#### [ANGEZEIGTER TEXT]
━━━━━━━━

Köln – Von dem Schlag hat sich der KVB-Rad-Betreiber Nextbike immer noch nicht erholt. Oder besser gesagt: Von den Schlägen. Dem Aufruf auf der Video-Plattform TikTok, mit einem Stein das Schloss der Räder zu zerschlagen, folgte eine Zerstörungswelle. Auf dem Höhepunkt, waren von 3000 Leihrädern gerade noch 200 auf Kölner Straßen. Die Folgen für Nextbike sind enorm. Immer noch muss ein erheblicher Teil der Flotte repariert werden. Für dieses Jahr geplante Innovationen bleiben aus. Die Folgen für die Täter indes sind verschwindend gering. Ende November wird es wohl zu einer Gerichtsverhandlung am Amtsgericht Köln kommen. In einem einzigen Fall. Und dabei wird noch nicht einmal der Vorwurf der Sachbeschädigung erhoben.
Zerstörungen ohne Beispiel
Im vergangenen Februar zog das erste TikTok-Video seine Kreise. Es zeigte, wie unter massiver Gewaltanwendung die Sicherung des Leihrades zu überwinden ist. Das es dabei allein um blinde Zerstörungswut ging zeigt allein der Umstand, dass sich der Täter kreis fast ausschließlich aus Schülern zusammensetzte, wie die Ermittlungen der Polizei ergaben. Die haben diese mit ihrem Schülerticket – wie alle KVB-Abo-Kunden – beliebig viele 30-Minuten-Fahrten mit dem Leihrad frei. Was der Aufruf in Köln auslöste, suchte seines gleichen. Nextbike betreibt europaweit Fahrradleihsysteme. In keiner anderen Stadt sei es zu diesem Phänomen gekommen. Die Videos sind mittlerweile verschwunden. „Die Zerstörungen haben aufgehört“, bestätigt ein Sprecher der KVB. Doch auf dem Betriebshof von Nextbike in Köln stehen immer noch rund 1000 Räder, die auf ihre Reparatur harren. Gut 300 Räder wurden so stark beschädigt, das für sie keine Hoffnung mehr gibt.

━━━━━━━━

#### [ZU ERLEDIGEN]
1 – Wie viele der 3000 Leihräder standen laut dem Bericht über die zerstörten KVB-Räder auf dem Höhepunkt der Zerstörungen noch auf Kölner Straßen?
2 – Knüpfe an den Bericht über die zerstörten KVB-Leihräder an und schreibe ihn im Anschluss an seinen letzten Satz weiter.
Die folgenden Daten haben mit dem Bericht nichts zu tun und stammen aus einer anderen Quelle.

━━━━━━━━

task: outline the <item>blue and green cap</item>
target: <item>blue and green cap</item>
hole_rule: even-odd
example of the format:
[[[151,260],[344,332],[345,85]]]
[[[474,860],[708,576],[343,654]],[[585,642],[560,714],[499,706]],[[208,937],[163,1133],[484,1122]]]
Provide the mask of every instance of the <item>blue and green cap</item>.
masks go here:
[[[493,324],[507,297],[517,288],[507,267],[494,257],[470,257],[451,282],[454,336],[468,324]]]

━━━━━━━━

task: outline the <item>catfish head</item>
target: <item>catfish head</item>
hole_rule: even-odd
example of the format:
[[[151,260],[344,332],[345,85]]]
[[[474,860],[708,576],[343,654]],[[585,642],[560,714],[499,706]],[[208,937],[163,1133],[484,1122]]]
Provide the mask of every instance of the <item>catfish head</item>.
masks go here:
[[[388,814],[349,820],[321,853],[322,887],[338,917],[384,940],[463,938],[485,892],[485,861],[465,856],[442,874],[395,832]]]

━━━━━━━━

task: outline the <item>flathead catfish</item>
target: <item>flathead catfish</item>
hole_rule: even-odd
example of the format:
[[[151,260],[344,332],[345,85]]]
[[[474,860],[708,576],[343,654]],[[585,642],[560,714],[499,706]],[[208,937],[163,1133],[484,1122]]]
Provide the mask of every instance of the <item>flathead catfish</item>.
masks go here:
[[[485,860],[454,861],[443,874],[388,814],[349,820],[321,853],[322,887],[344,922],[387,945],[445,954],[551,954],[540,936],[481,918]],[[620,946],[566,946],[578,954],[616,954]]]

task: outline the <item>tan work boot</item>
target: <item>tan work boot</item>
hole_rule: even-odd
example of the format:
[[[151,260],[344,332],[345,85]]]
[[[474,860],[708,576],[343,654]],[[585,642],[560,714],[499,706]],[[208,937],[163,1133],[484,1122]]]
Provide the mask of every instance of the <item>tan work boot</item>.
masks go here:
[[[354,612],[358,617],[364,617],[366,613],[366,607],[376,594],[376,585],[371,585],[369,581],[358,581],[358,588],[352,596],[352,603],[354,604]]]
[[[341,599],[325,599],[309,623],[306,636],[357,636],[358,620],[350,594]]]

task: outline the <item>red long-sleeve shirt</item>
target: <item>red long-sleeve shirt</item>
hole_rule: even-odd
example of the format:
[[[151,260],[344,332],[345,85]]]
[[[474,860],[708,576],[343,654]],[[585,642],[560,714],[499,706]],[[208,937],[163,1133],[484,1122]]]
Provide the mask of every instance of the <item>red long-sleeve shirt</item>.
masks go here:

━━━━━━━━

#### [ANTWORTEN JE AUFGABE]
1 – Nur noch 200.

2 –
Verstärkung geholt für Reparaturen
Die technische Lösung liegt mittlerweile vor: Ein neues, massives Schloss. Es widerspricht der Grundregel, Räder möglichst leicht zu halten. Doch nur schweres Metal kann den Schlägen mit Steinen entgegengesetzt werden. Unter dem Auswirkungen der Pandemie war die Herstellung und Beschaffung nicht leicht. Doch mittlerweile sind ausreichend neue Schlösser da. Das jetzige Problem von Nextbike ist allerdings, die Schlösser zu montieren. „Das Tagesgeschäft läuft gut. Alle Kräfte sind voll eingebunden“, berichtet KVB-Sprecher Stephan Anemüller aus dem laufenden Betrieb. Es blieben kaum Kapazitäten, um die Nachrüstungen bei den noch zu reparierenden 1000 Rädern durchzuführen. „Darum hat sich Nextbike Verstärkung geholt“, berichtet er. Rund sieben Mitarbeiter des Unternehmens kommen demnach aus Polen angereist und konzentrieren sich auf den Einbau der neuen Schlösser.
Vandalismus bremst Neuerungen aus
Die Zerstörungswelle band und bindet noch viele Kräfte. „Eine Reihe von technischen Optimierungsprojekten sind zunächst auf der Strecke geblieben“, berichtet Anemüller. So blieben beispielsweise für die geplante 5G-Ortung keine Kapazitäten mehr über. In diesem Jahr wollte Nextbike die Flotte in Köln mit E-Bikes ausbauen. Auch der Plan hat sich zerschlagen.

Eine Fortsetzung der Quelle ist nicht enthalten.